• GIVEN TEXT:

··········

Lice! The mere mention of these creepy crawlies can provoke an itching scalp no matter the fact that you own a lice-free, squeaky clean scalp. And with just cause. Lice are little wingless insects, no bigger than a sesame seed, that thrive amidst the warmth of our hair and the blood from our scalp. Although these insects pose no danger, bites from lice causes scalp irritation and itchiness, hence, the unremitting scratching, especially in the case of a heavy infestation.
Are lice a symptom of hygienic laxity? Not necessarily. Even a mildly lice-ridden condition would generally gross most people out; but, the truth is, it can happen to the best of us. Kids are the most susceptible.
The Life Cycle of a Louse
A female head louse can lay about 150-300 eggs, even if this female has only itself hatched two weeks ago. Talk about trumping a rabbit’s’ prolific abilities a thousand times over. The eggs take only 7-10 days to mature before hatching.

··········

• DATA LISTING:
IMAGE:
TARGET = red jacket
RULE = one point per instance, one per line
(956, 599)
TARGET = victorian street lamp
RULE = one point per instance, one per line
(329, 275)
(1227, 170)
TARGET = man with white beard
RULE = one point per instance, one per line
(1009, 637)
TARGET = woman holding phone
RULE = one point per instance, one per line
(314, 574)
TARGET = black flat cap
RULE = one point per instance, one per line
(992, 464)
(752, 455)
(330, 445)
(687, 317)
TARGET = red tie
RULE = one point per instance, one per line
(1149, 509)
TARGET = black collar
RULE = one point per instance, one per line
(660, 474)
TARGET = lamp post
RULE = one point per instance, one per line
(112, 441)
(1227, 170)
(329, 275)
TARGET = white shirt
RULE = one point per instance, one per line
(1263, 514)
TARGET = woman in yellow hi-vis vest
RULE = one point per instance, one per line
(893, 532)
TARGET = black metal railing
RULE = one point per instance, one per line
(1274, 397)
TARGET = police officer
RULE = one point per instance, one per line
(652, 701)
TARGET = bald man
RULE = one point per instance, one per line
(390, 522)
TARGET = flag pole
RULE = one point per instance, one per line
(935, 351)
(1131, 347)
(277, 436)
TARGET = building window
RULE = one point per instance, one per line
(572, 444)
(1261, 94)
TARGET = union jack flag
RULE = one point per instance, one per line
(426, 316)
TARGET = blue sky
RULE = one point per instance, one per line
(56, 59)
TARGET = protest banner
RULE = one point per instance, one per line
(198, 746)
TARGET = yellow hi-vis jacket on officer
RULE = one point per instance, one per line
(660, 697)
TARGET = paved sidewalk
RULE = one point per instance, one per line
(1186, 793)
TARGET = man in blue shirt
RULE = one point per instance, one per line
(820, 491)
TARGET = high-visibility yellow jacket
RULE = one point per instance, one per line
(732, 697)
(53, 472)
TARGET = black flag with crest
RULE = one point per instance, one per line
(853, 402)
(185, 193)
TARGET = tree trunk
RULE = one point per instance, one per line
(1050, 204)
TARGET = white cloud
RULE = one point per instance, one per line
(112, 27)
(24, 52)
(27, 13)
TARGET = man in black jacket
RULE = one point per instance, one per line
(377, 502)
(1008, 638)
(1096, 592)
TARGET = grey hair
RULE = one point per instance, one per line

··········

• ACTIVITY: Reproduce the passage on head lice word for word, between "Are lice a symptom" and "the most susceptible.", inclusive.

• TASK RESULT:
Are lice a symptom of hygienic laxity? Not necessarily. Even a mildly lice-ridden condition would generally gross most people out; but, the truth is, it can happen to the best of us. Kids are the most susceptible.